> Listed entries:
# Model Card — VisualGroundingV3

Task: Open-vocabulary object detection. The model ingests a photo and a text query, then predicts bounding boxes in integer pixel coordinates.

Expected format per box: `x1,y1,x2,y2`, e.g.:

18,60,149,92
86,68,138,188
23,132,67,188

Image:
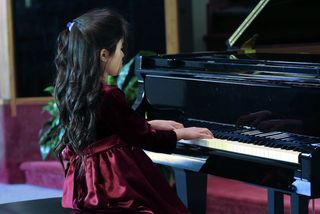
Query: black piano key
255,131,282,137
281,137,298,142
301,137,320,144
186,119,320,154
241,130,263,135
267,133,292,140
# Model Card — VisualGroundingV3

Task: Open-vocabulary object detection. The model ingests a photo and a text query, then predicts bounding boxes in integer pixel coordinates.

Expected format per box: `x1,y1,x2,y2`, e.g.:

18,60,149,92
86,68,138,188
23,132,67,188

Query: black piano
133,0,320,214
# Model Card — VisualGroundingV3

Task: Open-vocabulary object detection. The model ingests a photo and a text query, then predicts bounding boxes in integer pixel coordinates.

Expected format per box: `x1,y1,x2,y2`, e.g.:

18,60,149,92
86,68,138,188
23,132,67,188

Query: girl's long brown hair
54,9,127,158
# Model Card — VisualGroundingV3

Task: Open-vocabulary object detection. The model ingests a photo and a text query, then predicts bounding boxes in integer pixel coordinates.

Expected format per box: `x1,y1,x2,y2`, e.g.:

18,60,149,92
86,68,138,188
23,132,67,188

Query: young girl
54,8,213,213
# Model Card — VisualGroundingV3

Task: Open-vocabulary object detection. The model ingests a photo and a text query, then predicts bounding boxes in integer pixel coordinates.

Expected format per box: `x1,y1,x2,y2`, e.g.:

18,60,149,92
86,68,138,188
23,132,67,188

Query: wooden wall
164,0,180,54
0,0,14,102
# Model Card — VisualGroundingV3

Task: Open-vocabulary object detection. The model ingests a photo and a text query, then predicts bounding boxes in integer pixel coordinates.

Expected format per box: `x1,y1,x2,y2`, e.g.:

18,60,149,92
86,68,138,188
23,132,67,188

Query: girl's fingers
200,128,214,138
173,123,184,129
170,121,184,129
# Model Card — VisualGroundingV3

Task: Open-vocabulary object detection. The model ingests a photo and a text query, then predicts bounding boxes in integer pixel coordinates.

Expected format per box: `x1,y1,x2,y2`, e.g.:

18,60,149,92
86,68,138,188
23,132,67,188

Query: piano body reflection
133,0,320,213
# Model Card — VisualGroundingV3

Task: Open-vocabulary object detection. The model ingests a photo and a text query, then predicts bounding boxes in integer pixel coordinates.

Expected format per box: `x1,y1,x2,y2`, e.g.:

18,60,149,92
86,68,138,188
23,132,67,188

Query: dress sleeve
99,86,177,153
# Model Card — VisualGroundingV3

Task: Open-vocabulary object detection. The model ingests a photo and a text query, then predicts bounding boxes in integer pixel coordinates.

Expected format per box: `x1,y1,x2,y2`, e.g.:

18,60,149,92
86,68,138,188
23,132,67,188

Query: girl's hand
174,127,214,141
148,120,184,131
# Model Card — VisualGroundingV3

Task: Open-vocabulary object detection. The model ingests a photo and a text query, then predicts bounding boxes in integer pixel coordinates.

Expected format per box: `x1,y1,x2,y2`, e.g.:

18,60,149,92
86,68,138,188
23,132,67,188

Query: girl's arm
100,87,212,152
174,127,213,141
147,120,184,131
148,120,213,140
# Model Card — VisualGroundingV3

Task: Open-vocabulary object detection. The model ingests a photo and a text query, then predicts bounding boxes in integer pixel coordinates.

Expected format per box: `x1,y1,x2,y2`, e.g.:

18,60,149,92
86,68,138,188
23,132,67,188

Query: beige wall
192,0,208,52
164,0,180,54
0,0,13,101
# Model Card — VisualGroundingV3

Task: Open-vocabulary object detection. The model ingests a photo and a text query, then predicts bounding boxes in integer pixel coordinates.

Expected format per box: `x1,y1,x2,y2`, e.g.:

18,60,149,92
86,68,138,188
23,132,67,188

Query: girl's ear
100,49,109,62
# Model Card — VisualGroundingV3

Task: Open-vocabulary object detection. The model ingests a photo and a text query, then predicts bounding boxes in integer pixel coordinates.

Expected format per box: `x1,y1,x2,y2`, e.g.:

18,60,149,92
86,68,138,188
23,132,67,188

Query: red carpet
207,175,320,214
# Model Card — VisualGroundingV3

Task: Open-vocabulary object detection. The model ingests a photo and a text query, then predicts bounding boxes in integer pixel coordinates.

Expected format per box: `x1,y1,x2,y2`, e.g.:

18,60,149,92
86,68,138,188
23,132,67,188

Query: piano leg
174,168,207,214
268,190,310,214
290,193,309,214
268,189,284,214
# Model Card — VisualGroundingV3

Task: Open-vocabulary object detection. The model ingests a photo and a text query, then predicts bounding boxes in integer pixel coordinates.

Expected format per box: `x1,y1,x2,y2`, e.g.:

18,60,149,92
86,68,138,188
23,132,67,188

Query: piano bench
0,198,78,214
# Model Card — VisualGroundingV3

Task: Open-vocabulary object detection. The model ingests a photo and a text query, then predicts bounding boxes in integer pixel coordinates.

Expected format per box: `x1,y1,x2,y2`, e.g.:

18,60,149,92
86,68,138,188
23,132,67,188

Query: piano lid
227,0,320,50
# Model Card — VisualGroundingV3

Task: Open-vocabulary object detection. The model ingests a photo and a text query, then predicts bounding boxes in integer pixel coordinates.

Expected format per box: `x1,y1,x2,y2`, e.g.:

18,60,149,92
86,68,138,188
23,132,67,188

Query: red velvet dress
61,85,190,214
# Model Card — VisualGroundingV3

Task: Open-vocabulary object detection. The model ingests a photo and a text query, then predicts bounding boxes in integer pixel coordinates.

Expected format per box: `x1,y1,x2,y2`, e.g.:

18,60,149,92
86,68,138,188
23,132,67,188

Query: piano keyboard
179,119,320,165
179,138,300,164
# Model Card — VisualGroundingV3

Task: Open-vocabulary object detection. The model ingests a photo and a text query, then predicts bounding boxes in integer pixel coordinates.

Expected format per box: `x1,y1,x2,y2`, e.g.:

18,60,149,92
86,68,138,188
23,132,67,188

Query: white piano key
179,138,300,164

> About this task: Each record above is to be copied exactly. Drop the pictures.

> Result for this task:
# Model Card — VisualGroundingV3

Task: Open-vocabulary object detection. The model ingests a photo and a text query, then predicts bounding boxes in integer pixel coordinates.

Expected format per box: `x1,y1,x2,y2`, e.g.:

18,60,149,92
86,68,138,188
23,132,67,188

Image:
Query: black piano key
255,131,282,137
281,137,298,142
301,137,320,144
186,119,320,154
241,130,263,135
267,133,292,140
# Model Card — VisualGroundingV3

Task: Open-vocabulary object detection. The model ingests a photo and a text query, then predicts bounding boxes in integer pixel coordinates.

Expected format per box: `x1,y1,x2,y2`, e.g.:

18,60,149,92
86,68,138,188
23,132,67,188

Query: black piano
133,0,320,214
# Model Card — VisualGroundingV3

Task: Open-vocabulary object detection. The model ingests a photo and a text query, then predicts bounding boxes in integer pixel coordinates.

Expected format per box: `x1,y1,x2,y2`, e.g.:

18,60,149,92
86,68,138,188
23,132,67,188

Query: girl's long brown hair
54,9,127,158
# Model Card — VisualGroundingV3

Task: Open-vocabulary object detection. The model ingests a photo and a text query, then predicts bounding boxes in integer pixel coordinates.

Expected format per box: `x1,y1,x2,y2`, e.g.:

18,60,149,92
86,68,138,188
23,132,67,188

Query: young girl
54,8,213,213
# Model Card — VisualGroundingV3

Task: Open-vocabulary object detection. The model ingests a photo and a text query, then predicts bounding boxes in integer pixel coordinates.

Expected format per box: `x1,y1,x2,y2`, e.g.:

18,60,149,92
86,68,138,188
23,132,67,188

Query: wooden wall
164,0,180,54
0,0,14,102
# Model Card — VisualGroundingV3

Task: Open-vocabulary object detection. The model ingests a photo and a text query, then predicts bounding boxes in integer pixel coordinates.

Expected format per box: `x1,y1,x2,y2`, e.g.:

18,60,149,92
86,68,138,188
23,132,67,188

Query: girl's fingers
200,128,214,138
173,123,184,129
170,121,184,129
# Model Card — VisualGroundingV3

Task: Open-vocabulary object detection. The model ingests a photo and a text query, then predicts bounding boxes in integer pixel coordinates.

Expected format per box: `x1,y1,x2,y2`, e.g.:

18,60,149,92
86,68,138,188
23,132,67,188

Query: piano body reflection
133,0,320,213
# Model Card — VisualGroundingV3

Task: Open-vocabulary object detection. The model ingests a photo and a text query, then predicts bounding boxes in integer pixel coordinates.

Expected format per box: `x1,y1,x2,y2`, e.g.:

18,60,149,92
86,68,138,188
23,132,67,188

Query: dress sleeve
99,86,177,153
# Model Card — VisualGroundingV3

Task: Open-vocabulary object detection. The model ingests a photo and a text query, then predicts bounding boxes in integer pixel coordinates.

Expected format per box: `x1,y1,x2,y2`, e.g.:

18,60,149,92
86,68,138,188
23,132,67,188

Query: girl's hand
174,127,214,141
148,120,184,131
# Model Card — VisualGroundingV3

Task: Open-vocabulary object detection. The model ingests a photo and a text query, then predicts bounding boxes in integer pixel coordinates.

Expected format per box: `x1,y1,x2,y2`, e.g.:

18,60,149,92
86,68,138,188
23,132,67,188

Query: girl's arm
100,87,212,152
174,127,213,141
147,120,184,131
148,120,213,140
# Model Card — VisualGroundingV3

Task: Open-vocabulary object detection. The model ingests a photo and a text query, then predicts bounding boxes in integer pixel coordinates.

Expected format per box: `x1,y1,x2,y2`, e.g.:

18,60,149,92
86,68,138,188
23,132,67,188

Query: beige wall
192,0,208,52
164,0,180,54
0,0,13,101
# Model Card — VisualGroundingV3

Task: Open-vocabulary object detection. The model ingests a photo and a text query, then predicts bounding boxes in integer pixel coordinates.

Expected format per box: `x1,y1,x2,y2`, e.g.:

18,60,149,92
86,68,138,188
23,132,67,188

Query: girl's ear
100,49,109,62
# Model Card — VisualGroundingV3

Task: Open-vocabulary object detection. The model ingests a photo and a text query, then predicts bounding boxes in integer pixel coordinates.

Expected format per box: `x1,y1,x2,y2`, e.g.:

18,60,149,92
86,68,138,188
23,132,67,188

Query: red carpet
207,175,320,214
# Model Card — VisualGroundingV3

Task: Open-vocabulary object detection. The model ingests a photo and a text query, then predicts bounding boxes in integer pixel coordinates.

Expected format per box: `x1,y1,x2,y2`, e.g.:

18,60,149,92
86,68,138,188
23,132,67,188

Query: piano leg
174,168,207,214
268,190,310,214
290,193,309,214
268,189,284,214
# Model Card — VisualGroundingV3

Task: Open-vocabulary object detection. The model ingests a photo and a text query, then predicts bounding boxes in integer pixel coordinates.

Expected format per box: `x1,y1,x2,y2`, e.g.:

18,60,149,92
86,68,138,188
23,132,67,188

Query: piano bench
0,198,78,214
# Model Card — VisualGroundingV3

Task: Open-vocabulary object detection. The model ingests a photo and a text query, then predicts bounding boxes in integer pixel coordinates.

Expected format per box: `x1,y1,x2,y2`, e.g.:

18,60,149,92
86,68,138,188
23,132,67,188

Query: piano lid
227,0,320,50
# Model Card — VisualGroundingV3

Task: Open-vocabulary object detection. The model ingests a photo and a text query, then predicts bounding boxes in integer pixel coordinates.

Expected format per box: `x1,y1,x2,y2`, e.g.:

18,60,149,92
86,68,138,188
23,132,67,188

Query: red velvet dress
61,85,190,214
# Model Card — VisualGroundingV3

Task: Open-vocabulary object detection. The model ingests a photo and a text query, then predicts bounding boxes in integer pixel coordinates.

Expected format per box: `x1,y1,x2,y2`, e.g.:

18,60,149,92
86,68,138,188
23,132,67,188

Query: piano keyboard
179,119,320,165
179,138,300,164
# Model Card — VisualGroundingV3

Task: Open-vocabulary object detection. The model ingests a photo and a text query, then predicts bounding boxes in integer pixel coordinates.

Expected format per box: `x1,y1,x2,y2`, e.g.:

18,60,149,92
86,68,138,188
23,132,67,188

Query: white piano key
179,138,300,164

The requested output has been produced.